Change "photograph" to "image" in each of the records below, and keep everything else in those lines the same.

— BEGIN DATA PROVIDED —

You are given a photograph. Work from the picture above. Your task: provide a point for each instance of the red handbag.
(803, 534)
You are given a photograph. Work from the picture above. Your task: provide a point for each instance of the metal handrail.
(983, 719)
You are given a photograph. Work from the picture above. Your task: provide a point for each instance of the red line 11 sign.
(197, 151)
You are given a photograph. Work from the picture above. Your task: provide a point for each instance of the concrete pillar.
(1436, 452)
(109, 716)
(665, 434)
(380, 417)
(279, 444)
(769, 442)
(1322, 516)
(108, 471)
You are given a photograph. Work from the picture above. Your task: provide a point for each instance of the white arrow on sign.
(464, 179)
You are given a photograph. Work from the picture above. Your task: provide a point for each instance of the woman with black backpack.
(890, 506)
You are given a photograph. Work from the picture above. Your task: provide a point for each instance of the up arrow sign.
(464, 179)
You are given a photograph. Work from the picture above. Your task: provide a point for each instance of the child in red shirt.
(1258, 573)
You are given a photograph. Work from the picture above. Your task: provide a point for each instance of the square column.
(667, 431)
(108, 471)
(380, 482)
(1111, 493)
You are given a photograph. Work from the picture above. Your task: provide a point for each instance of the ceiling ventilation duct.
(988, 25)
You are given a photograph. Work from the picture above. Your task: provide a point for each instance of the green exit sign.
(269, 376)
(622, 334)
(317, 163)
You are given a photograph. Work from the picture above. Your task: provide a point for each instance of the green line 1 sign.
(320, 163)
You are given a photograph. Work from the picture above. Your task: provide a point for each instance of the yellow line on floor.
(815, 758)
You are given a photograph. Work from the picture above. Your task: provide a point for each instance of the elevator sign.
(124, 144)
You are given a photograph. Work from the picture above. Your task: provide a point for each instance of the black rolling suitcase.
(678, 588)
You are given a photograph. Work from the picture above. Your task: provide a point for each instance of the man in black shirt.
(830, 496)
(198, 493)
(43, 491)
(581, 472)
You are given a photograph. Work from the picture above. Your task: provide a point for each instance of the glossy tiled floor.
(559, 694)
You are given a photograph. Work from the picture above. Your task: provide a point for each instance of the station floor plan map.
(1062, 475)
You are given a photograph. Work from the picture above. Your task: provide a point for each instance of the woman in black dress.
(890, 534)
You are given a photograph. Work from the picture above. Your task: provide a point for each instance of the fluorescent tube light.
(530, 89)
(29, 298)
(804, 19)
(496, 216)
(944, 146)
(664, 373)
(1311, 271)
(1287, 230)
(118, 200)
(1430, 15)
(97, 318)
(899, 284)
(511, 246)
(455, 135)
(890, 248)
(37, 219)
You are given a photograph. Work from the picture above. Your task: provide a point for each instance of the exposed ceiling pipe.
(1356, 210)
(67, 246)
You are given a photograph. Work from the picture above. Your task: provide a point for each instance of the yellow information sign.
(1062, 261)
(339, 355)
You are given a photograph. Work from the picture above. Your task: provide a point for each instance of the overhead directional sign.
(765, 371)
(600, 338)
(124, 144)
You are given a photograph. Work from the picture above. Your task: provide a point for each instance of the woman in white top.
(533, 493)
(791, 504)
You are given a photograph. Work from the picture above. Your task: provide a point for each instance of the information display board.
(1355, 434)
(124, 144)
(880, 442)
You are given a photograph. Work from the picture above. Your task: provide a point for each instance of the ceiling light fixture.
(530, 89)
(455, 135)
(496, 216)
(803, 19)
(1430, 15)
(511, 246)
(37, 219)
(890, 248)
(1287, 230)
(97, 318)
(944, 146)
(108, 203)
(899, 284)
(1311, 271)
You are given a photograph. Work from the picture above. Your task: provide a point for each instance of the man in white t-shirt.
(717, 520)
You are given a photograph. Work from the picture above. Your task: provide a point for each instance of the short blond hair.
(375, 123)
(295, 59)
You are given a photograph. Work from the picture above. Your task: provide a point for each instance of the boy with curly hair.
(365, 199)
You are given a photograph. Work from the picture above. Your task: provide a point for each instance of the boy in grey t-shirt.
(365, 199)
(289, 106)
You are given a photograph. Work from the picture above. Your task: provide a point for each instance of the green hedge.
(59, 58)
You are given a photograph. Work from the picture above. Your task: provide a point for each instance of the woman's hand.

— END DATA PROVIDED —

# COMPLETE RESPONSE
You are given a image. Work from the picture above. Your task: provide a point for each instance of the red handbag.
(803, 534)
You are given a image. Work from the picture above. Your task: provide a point for each instance of the metal handrail.
(983, 719)
You are given a image. Work from the picture above. Your task: provide a point for each instance of the red line 11 sign.
(197, 151)
You are given a image. Work from the picture above. Your task: provide a point for each instance of the concrete pillar.
(1436, 452)
(109, 716)
(665, 434)
(380, 417)
(279, 444)
(769, 442)
(1322, 516)
(108, 471)
You are given a image. Work from the picture above. Your task: provide a point for each instance of the white arrow on sign.
(464, 179)
You are given a image. Work from the picture above. Your task: provide a point for each instance of the woman with black backpack.
(890, 506)
You are given a image. Work from the picture above. Your task: provide a point for each instance of the up arrow sign.
(464, 179)
You are given a image. Work from the picture above. Your task: provide a point for each instance of the child in red shirt.
(1258, 573)
You are given a image. Work from the picture above. Your task: provide a point for each instance of the square column.
(667, 431)
(108, 471)
(380, 482)
(1111, 493)
You are given a image. Work from the picture above. Your task: provide a point for each instance of the ceiling ventilation duct.
(988, 25)
You are given a image. Work from the picture above. Your task: provide a point for each instance of the green exit sign.
(269, 376)
(622, 334)
(317, 163)
You are given a image. Work from the picture above. Your task: provide a point for each instance of the green line 1 sign.
(320, 163)
You are given a image. Work from the picture above. Your task: provide a point for each instance of the yellow line on floor.
(815, 758)
You are given a image. Work from the picture above. Your task: provide a point for each instance of the elevator sign.
(124, 144)
You are given a image. Work from the picture above. Your task: provide a point for each instance of the black rolling suitcase.
(678, 588)
You are given a image. Work from the picture above. Your task: provide a point for each instance of the man in black shirt.
(830, 496)
(198, 493)
(43, 491)
(581, 472)
You are given a image. Work from the picture above. Your task: provide a point for each instance of the glossy tiled floor.
(559, 694)
You are given a image. Work from the picture above. Your task: provide a point for each instance of the station floor plan map.
(1062, 475)
You are given a image. Work from the picture above. Your task: provide a point for each instance of the woman in black dress.
(890, 534)
You are given a image. Work from the picture above. Your task: provide a point for each instance of the fluorescent tube light.
(530, 89)
(29, 298)
(804, 19)
(496, 216)
(944, 146)
(664, 373)
(1311, 271)
(1287, 230)
(118, 200)
(1430, 15)
(97, 318)
(899, 284)
(511, 246)
(455, 135)
(890, 248)
(37, 219)
You are given a image. Work from the picture above. Your task: provide a point for each instance of the exposed ceiling pipe.
(1356, 210)
(67, 246)
You are given a image. Work from the picture above. Your task: provide a point for each instance of the yellow information sign.
(1062, 261)
(339, 355)
You are given a image. Work from the picture above. Your task: provide a point for each instance of the overhead directional sign.
(765, 371)
(600, 338)
(124, 144)
You are given a image. Work from the picture above. Your task: provide a point for each instance of the woman in white top.
(533, 493)
(791, 504)
You are given a image. Work from the picture above. Your task: provide a point for each instance of the information display board.
(1355, 434)
(124, 144)
(880, 442)
You are given a image. Work from the picture above. Your task: provide a point for each instance of the ceiling light fixture.
(530, 89)
(455, 135)
(496, 216)
(803, 19)
(1430, 15)
(511, 246)
(37, 219)
(890, 248)
(1287, 230)
(97, 318)
(944, 146)
(108, 203)
(899, 284)
(1311, 271)
You are given a image. Work from the picture above. Your task: provide a point for each instance of the man in white t-shirt.
(717, 520)
You are given a image. Work from the picture above. Your task: provide a point for each instance of the short blond hair.
(375, 123)
(295, 59)
You are given a image. Work from the picture above. Your task: provide a point for each instance of the boy with curly hair.
(365, 199)
You are given a image. Work from the picture above. Your task: provide a point for each instance of the boy in grey t-shirt.
(365, 199)
(289, 106)
You are given a image. Work from the picture above. Your task: provide a point for each instance of the green hedge.
(59, 58)
You are given a image. Work from the picture above. Your task: provide a point for each instance of the woman's hand.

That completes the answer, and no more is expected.